> [Instructions to follow] Return every line below that contains the word "shirt".

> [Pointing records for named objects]
══════

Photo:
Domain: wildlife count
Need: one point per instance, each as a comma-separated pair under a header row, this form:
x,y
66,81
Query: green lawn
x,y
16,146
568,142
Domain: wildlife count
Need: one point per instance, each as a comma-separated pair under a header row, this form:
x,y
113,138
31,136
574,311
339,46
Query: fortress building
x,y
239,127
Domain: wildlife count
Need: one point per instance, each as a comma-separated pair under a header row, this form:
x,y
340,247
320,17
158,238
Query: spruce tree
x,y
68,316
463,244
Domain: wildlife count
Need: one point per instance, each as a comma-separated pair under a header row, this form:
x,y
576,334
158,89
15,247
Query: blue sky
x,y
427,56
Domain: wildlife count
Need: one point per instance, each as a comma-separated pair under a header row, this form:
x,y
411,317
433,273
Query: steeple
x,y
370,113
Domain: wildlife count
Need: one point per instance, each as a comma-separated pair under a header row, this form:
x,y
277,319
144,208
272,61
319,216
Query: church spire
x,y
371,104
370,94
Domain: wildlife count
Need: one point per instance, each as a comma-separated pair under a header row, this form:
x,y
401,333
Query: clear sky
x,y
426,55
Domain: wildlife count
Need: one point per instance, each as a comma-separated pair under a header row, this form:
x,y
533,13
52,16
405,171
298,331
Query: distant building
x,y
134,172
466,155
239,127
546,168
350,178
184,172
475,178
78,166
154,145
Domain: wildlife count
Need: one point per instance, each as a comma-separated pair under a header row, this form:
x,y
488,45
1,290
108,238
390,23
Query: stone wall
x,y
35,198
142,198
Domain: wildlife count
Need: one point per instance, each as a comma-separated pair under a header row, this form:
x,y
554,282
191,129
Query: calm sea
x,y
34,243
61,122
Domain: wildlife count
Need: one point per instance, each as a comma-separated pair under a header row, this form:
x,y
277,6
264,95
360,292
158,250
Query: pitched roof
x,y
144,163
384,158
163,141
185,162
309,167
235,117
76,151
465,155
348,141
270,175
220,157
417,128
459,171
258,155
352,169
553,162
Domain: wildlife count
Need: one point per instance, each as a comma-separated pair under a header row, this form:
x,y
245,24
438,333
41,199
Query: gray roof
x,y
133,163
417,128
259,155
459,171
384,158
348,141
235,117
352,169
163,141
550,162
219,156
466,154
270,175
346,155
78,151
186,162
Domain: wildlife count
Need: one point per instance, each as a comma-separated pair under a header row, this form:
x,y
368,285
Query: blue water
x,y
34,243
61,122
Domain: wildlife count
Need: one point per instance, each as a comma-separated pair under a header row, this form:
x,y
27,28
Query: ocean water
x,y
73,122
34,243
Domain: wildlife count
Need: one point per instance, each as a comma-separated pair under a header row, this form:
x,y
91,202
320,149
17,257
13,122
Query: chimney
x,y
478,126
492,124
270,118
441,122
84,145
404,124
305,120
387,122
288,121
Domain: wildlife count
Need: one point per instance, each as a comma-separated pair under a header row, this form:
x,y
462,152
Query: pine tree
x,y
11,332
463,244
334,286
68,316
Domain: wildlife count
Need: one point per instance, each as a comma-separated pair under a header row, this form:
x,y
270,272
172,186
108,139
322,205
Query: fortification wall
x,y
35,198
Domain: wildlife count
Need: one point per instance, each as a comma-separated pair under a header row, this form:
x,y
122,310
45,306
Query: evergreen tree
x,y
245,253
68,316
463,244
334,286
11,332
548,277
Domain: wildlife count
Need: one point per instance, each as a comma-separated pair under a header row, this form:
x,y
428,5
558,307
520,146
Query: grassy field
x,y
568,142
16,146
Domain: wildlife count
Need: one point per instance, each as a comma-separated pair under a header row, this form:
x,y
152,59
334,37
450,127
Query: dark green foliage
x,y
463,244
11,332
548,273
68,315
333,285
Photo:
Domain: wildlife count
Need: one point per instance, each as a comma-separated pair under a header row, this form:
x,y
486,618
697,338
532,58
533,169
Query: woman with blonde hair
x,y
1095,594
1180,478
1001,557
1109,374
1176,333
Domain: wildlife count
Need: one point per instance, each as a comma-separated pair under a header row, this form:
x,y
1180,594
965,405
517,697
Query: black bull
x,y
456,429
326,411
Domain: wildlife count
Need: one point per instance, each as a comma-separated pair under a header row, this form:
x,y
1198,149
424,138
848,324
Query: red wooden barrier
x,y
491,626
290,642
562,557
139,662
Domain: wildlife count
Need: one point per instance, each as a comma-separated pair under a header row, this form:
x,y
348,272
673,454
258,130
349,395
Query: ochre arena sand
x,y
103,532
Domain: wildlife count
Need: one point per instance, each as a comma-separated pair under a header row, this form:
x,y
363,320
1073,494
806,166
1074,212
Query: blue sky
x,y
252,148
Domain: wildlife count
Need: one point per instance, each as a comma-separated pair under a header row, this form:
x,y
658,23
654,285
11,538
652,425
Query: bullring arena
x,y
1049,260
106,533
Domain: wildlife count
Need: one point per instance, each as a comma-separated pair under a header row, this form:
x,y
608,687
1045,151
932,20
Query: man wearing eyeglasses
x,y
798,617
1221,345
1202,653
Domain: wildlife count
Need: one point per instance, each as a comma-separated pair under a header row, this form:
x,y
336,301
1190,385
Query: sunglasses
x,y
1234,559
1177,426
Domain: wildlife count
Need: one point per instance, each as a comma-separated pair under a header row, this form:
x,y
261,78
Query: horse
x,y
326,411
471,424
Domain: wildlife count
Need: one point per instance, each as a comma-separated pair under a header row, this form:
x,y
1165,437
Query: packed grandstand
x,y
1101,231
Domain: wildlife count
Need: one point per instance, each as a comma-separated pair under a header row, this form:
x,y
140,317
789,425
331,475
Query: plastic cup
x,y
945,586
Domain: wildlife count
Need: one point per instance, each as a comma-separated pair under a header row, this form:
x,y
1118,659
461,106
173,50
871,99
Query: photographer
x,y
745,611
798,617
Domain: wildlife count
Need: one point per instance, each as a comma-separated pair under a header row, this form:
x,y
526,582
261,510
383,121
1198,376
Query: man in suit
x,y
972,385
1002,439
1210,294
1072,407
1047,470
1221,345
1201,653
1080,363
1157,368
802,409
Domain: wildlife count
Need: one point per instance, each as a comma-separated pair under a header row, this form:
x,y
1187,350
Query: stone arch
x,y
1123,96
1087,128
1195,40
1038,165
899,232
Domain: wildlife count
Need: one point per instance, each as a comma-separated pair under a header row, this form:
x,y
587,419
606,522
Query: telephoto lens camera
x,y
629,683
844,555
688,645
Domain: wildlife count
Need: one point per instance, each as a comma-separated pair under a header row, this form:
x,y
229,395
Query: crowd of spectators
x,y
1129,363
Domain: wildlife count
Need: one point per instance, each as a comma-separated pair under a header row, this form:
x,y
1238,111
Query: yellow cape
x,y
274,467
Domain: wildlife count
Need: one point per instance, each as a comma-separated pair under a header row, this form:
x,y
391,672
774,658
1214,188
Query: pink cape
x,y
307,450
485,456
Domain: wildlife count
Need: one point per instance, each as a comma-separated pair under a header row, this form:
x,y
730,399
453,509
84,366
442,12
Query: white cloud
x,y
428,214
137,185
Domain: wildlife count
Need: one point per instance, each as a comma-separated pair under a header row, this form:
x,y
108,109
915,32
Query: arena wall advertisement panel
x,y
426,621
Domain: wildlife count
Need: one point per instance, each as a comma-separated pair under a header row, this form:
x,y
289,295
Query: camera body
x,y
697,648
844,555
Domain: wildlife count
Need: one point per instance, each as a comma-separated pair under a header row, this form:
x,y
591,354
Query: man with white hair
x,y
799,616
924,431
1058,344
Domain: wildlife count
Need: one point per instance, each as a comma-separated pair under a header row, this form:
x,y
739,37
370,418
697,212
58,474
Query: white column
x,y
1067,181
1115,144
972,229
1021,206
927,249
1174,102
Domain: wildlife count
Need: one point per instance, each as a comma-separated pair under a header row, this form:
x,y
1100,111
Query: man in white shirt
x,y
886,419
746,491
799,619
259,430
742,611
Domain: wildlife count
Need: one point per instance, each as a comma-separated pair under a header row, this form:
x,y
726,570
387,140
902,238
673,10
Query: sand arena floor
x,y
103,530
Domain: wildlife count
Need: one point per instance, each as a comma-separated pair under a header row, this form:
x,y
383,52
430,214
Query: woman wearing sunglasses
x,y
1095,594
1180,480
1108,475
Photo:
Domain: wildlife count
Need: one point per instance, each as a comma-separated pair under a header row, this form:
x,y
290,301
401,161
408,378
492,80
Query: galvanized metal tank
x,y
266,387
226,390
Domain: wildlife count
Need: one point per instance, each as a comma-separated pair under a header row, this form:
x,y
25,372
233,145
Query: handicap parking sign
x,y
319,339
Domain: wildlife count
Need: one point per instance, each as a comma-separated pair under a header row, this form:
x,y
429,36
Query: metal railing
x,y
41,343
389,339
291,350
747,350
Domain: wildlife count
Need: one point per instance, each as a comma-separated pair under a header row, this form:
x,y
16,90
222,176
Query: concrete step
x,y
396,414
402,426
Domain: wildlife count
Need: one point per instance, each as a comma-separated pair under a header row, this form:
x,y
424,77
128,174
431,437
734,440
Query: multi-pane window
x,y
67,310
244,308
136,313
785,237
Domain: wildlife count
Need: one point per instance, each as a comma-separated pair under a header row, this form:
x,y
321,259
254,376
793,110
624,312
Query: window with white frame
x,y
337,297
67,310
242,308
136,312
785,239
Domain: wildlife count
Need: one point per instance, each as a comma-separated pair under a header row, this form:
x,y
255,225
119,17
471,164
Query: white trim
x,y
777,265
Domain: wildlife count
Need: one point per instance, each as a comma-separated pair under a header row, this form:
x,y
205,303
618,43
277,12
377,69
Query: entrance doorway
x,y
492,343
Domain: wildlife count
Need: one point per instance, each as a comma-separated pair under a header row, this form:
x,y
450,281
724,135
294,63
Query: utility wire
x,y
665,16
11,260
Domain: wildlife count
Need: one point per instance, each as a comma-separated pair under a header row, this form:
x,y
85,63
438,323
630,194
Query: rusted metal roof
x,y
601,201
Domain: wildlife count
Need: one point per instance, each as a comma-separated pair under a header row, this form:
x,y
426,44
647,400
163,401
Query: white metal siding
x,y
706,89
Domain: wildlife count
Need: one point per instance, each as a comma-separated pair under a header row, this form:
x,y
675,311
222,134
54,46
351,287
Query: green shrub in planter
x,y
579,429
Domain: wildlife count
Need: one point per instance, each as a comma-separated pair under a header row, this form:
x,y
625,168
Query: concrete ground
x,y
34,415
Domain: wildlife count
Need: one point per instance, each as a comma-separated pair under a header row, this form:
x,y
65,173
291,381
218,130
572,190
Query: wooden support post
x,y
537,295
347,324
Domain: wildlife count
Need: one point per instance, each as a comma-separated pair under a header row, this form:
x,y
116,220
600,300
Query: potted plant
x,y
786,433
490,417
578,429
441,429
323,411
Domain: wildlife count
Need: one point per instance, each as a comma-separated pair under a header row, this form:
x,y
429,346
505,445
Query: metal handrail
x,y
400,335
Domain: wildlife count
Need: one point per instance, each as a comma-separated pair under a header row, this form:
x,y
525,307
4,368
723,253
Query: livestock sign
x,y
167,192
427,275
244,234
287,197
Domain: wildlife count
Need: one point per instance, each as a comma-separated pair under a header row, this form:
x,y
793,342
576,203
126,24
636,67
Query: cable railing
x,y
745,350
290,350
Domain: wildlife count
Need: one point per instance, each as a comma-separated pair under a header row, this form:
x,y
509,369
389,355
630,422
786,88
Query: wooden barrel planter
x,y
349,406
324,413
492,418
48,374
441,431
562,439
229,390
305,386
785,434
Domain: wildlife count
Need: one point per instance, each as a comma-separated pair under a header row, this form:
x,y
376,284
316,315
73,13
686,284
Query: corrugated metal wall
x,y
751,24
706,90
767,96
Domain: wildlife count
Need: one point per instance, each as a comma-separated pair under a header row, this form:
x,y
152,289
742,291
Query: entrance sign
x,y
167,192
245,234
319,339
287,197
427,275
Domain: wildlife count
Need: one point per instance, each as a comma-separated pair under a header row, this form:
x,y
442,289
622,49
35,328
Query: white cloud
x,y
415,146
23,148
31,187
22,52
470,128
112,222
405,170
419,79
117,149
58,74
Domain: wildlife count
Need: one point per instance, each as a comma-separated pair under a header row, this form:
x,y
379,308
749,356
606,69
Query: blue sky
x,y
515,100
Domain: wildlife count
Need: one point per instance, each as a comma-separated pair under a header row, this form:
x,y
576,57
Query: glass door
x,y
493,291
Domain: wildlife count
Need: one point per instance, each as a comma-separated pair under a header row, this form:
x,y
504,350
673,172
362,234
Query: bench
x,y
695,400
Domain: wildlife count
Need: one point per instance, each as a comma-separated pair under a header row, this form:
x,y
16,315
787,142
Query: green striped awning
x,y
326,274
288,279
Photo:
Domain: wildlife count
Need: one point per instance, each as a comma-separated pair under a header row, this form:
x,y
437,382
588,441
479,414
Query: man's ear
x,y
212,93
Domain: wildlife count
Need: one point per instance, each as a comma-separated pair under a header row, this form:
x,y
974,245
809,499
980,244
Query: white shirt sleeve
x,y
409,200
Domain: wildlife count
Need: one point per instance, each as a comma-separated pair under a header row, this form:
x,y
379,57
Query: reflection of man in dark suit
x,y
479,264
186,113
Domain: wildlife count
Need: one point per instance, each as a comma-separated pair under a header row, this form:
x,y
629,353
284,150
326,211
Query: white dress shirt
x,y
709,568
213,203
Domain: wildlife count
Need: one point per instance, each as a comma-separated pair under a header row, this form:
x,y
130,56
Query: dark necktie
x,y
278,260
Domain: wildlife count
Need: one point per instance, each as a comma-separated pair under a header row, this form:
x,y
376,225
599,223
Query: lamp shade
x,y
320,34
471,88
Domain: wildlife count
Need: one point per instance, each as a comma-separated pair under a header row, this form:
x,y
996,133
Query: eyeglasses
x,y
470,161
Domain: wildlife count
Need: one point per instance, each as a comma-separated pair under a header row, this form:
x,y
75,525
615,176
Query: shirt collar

══════

> [Complete output]
Query: man in white shirt
Query: white shirt sleeve
Query: white dress shirt
Query: shirt collar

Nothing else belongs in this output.